## STATED GOAL
Find each line in the records below that contains the word "tall", and copy those lines.

## RECORDS SUPPLIED

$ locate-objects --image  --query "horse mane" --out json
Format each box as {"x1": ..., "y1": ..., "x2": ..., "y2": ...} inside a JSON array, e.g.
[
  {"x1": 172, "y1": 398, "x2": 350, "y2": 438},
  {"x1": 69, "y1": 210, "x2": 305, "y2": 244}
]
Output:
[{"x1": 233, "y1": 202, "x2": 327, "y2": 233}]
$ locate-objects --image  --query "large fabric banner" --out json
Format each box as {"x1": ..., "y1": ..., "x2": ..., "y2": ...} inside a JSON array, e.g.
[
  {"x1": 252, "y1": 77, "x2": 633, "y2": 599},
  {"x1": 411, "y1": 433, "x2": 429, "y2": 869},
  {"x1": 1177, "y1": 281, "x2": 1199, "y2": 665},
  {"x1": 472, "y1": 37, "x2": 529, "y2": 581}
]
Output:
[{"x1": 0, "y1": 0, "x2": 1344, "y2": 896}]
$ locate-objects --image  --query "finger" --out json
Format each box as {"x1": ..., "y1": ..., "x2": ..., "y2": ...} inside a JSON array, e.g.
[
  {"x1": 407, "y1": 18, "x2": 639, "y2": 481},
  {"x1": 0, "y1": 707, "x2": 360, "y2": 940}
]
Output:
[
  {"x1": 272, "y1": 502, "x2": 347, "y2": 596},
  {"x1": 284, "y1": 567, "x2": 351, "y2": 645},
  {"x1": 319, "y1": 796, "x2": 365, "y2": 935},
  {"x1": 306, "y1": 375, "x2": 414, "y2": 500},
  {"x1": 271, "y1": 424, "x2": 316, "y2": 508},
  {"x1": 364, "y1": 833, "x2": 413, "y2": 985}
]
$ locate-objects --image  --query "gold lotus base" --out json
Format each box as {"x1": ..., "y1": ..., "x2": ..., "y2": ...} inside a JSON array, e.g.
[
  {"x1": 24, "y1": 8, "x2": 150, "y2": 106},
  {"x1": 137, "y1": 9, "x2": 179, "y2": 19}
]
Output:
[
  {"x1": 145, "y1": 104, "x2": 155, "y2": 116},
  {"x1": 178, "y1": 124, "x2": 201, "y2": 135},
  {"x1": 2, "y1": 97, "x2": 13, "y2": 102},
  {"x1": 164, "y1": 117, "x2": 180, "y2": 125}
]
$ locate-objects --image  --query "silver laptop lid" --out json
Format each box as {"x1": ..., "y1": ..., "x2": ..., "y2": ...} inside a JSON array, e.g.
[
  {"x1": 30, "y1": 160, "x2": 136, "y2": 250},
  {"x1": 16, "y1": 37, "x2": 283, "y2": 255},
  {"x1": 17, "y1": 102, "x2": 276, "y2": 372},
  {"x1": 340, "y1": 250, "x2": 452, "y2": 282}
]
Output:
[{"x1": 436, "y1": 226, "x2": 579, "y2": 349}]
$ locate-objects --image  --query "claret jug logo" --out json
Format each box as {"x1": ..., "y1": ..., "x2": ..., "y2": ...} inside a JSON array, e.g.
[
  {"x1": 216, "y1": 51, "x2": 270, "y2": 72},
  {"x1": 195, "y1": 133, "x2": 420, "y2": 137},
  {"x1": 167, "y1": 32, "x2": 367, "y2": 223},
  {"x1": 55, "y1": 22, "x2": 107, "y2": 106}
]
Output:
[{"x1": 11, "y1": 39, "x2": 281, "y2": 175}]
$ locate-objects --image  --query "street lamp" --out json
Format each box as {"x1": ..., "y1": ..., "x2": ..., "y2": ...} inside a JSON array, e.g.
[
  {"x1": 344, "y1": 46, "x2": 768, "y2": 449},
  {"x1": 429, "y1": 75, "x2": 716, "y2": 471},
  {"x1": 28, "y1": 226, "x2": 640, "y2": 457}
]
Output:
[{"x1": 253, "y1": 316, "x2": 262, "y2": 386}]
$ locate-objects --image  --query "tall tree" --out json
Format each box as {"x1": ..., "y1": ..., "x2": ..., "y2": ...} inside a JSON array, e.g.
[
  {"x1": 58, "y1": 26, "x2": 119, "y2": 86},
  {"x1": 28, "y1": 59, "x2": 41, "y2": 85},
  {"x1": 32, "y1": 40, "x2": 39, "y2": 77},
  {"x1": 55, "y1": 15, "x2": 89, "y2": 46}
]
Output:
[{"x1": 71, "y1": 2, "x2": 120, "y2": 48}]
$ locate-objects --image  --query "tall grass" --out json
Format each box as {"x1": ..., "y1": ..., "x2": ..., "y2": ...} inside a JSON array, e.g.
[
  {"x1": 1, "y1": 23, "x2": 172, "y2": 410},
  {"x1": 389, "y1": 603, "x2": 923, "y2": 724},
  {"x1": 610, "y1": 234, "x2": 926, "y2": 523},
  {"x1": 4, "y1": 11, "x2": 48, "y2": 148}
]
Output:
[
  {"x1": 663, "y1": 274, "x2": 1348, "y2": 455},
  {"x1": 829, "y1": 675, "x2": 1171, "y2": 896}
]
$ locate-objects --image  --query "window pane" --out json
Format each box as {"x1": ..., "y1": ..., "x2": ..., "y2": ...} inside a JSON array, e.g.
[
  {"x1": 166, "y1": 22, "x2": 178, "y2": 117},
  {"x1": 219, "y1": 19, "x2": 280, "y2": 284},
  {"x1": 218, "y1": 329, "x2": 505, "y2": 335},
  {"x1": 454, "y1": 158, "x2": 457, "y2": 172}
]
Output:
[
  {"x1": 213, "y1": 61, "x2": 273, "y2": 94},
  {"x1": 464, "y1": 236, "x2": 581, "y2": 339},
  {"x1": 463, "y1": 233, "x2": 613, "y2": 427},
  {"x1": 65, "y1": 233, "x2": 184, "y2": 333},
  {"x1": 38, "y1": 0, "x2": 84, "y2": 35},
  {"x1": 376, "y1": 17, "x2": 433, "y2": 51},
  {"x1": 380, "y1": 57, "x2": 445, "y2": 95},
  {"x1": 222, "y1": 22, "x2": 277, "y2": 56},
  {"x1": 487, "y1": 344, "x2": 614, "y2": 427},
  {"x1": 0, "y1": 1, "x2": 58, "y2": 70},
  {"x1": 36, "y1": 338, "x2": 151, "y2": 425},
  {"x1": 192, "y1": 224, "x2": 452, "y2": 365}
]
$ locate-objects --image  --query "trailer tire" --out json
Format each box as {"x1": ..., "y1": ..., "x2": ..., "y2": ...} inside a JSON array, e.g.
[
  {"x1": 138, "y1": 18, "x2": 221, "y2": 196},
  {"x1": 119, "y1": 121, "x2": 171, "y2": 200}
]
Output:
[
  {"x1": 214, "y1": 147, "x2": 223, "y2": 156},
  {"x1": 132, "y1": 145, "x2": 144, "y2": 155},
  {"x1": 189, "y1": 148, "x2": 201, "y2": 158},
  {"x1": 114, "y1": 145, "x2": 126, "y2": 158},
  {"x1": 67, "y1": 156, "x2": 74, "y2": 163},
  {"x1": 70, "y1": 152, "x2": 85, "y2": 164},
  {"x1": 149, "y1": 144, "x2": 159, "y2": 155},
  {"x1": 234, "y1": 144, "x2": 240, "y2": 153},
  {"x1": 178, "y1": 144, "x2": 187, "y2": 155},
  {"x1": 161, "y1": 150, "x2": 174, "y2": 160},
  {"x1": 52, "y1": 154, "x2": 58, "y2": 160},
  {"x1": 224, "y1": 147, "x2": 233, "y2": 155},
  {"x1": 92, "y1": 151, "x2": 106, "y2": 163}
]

## EXERCISE SOLUTION
$ locate-objects --image  --query "tall tree" --out json
$ locate-objects --image  --query "tall grass" --out json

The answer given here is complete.